BEGIN RECORDED DATA
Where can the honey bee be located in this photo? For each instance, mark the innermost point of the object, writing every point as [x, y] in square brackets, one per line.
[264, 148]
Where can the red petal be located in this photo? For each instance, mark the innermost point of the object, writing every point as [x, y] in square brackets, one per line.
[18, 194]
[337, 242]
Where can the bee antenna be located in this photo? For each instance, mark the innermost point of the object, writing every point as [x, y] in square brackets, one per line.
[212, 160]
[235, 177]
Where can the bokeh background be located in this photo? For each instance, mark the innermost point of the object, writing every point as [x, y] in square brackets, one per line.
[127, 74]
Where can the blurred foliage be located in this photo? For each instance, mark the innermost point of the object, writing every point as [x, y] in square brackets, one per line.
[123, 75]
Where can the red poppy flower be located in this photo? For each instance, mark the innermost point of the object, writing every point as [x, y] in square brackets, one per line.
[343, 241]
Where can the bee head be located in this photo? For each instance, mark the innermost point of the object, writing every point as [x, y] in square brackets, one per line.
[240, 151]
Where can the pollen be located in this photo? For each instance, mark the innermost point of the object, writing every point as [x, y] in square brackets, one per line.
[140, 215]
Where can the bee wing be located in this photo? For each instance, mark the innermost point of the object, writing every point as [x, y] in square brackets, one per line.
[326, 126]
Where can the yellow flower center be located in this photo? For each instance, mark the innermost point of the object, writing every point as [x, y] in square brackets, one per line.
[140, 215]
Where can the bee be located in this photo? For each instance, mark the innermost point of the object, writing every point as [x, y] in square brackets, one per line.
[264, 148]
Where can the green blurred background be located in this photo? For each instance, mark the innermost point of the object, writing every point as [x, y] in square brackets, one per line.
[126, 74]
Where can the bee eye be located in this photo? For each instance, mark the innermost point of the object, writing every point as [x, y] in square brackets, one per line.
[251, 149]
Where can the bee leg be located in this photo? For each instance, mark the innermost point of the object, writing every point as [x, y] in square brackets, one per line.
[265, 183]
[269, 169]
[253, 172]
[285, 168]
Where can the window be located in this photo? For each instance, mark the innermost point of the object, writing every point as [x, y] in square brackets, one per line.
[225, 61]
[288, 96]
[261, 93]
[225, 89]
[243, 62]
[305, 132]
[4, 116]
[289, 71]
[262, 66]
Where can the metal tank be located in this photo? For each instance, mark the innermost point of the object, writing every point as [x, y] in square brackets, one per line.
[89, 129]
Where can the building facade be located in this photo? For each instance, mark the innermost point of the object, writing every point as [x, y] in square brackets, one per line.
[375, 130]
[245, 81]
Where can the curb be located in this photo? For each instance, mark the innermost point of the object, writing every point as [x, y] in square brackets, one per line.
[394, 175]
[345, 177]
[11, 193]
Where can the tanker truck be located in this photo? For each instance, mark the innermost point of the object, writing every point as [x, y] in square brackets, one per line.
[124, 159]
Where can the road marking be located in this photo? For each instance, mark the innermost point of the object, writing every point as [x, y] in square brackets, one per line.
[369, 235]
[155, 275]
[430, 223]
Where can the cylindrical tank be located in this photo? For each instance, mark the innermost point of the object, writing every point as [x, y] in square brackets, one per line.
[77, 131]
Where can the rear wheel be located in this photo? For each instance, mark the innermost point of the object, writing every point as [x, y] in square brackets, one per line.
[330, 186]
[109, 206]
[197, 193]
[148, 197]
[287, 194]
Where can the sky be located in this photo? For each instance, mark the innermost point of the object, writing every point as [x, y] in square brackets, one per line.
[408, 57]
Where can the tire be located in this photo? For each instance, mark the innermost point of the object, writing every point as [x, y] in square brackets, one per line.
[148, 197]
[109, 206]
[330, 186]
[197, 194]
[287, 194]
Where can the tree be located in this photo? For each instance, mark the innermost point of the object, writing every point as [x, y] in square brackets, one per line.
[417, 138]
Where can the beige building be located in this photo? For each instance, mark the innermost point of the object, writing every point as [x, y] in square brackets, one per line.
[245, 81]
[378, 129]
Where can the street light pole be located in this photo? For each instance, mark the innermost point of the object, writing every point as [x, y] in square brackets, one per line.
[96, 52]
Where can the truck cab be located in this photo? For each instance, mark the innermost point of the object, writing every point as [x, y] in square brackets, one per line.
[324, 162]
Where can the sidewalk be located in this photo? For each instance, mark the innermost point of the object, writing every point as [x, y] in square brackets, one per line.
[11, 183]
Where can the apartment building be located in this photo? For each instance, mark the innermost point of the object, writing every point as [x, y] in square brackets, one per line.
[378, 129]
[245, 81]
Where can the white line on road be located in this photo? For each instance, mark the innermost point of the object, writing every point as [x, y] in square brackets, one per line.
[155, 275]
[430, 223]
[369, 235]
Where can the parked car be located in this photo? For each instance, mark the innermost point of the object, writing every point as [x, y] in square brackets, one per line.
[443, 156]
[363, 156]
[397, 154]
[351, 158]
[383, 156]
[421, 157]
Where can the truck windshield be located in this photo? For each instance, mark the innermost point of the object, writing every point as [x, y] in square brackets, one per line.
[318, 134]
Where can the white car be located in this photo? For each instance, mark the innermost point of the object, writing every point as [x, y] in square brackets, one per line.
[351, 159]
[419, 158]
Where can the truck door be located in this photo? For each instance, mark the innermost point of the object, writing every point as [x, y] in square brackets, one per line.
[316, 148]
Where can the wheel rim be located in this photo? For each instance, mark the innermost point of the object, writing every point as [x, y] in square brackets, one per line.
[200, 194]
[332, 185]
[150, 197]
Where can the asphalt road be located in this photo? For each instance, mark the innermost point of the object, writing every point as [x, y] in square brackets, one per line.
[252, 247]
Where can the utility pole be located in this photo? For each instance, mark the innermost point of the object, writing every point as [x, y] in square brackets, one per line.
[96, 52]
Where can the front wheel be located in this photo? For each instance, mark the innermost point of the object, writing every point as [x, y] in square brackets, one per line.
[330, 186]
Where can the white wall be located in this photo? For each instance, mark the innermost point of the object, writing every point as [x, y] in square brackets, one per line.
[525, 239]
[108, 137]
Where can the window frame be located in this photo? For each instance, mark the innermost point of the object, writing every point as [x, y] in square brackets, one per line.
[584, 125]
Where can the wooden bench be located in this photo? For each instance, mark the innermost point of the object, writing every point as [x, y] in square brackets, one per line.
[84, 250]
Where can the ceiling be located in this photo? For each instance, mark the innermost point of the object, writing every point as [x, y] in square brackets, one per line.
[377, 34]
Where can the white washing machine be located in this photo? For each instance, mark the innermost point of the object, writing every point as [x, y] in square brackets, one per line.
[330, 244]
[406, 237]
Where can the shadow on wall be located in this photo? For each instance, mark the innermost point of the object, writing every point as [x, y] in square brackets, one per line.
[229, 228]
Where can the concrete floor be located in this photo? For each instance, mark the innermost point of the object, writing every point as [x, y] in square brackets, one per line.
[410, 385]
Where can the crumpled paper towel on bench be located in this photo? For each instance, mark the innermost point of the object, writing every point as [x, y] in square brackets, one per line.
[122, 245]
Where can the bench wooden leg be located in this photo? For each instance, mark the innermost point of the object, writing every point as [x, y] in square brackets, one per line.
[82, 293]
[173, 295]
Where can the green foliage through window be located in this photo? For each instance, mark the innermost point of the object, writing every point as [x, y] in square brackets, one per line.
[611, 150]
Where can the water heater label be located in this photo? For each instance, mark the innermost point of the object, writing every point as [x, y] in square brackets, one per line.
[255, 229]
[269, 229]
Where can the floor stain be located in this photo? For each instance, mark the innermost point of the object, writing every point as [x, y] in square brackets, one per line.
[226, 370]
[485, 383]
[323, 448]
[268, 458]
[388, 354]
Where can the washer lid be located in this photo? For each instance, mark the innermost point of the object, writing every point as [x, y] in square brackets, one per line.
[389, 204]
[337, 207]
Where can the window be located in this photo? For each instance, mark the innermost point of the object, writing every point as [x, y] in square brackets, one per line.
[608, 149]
END RECORDED DATA
▶ **REQUIRED WORK**
Would you quote, exactly and only, the lines from the one containing "Where can the shadow" to the end of the entries?

▶ **TASK RESULT**
Where can the shadow on wall be located in this photo? For each instance, mark the innermost point of the object, writing every point as [x, y] in square brackets, one per line.
[229, 228]
Where can the concrete floor be located in this photo? For each instance, mark the innermost point of the object, writing every point as [x, y] in square brackets, one per line.
[410, 385]
Where can the crumpled paper towel on bench be located in this photo? For each instance, mark the innermost point of the object, writing every point as [x, y] in square brackets, one per line.
[122, 245]
Where can the bench wooden leg be located in this photo? For each instance, mark the innermost point of the object, writing every point as [x, y] in square brackets, one per line.
[82, 293]
[173, 295]
Where can the green foliage through window be located in this photo? For each instance, mark the innermost point of the object, writing every point as [x, y] in square brackets, one per line.
[611, 150]
Where can the water heater label be located in this photo? For each instance, mark the innermost point of the object, writing every point as [x, y] in square brackets, one per line.
[255, 229]
[269, 229]
Where can the floor stain be located in this photo? For each instance, mark the innermost point of the object, writing every point as [x, y] in square brackets, one per line.
[226, 370]
[485, 383]
[323, 448]
[268, 458]
[388, 354]
Where can the washer lid be located in this photo? For each instance, mark the innermost point of the object, writing every point as [x, y] in square brackets, one per line.
[389, 204]
[337, 207]
Where can the window be located in this photo? For each instance, mark the innermost point of the object, writing every point as [x, y] in square brackets, one per line.
[608, 149]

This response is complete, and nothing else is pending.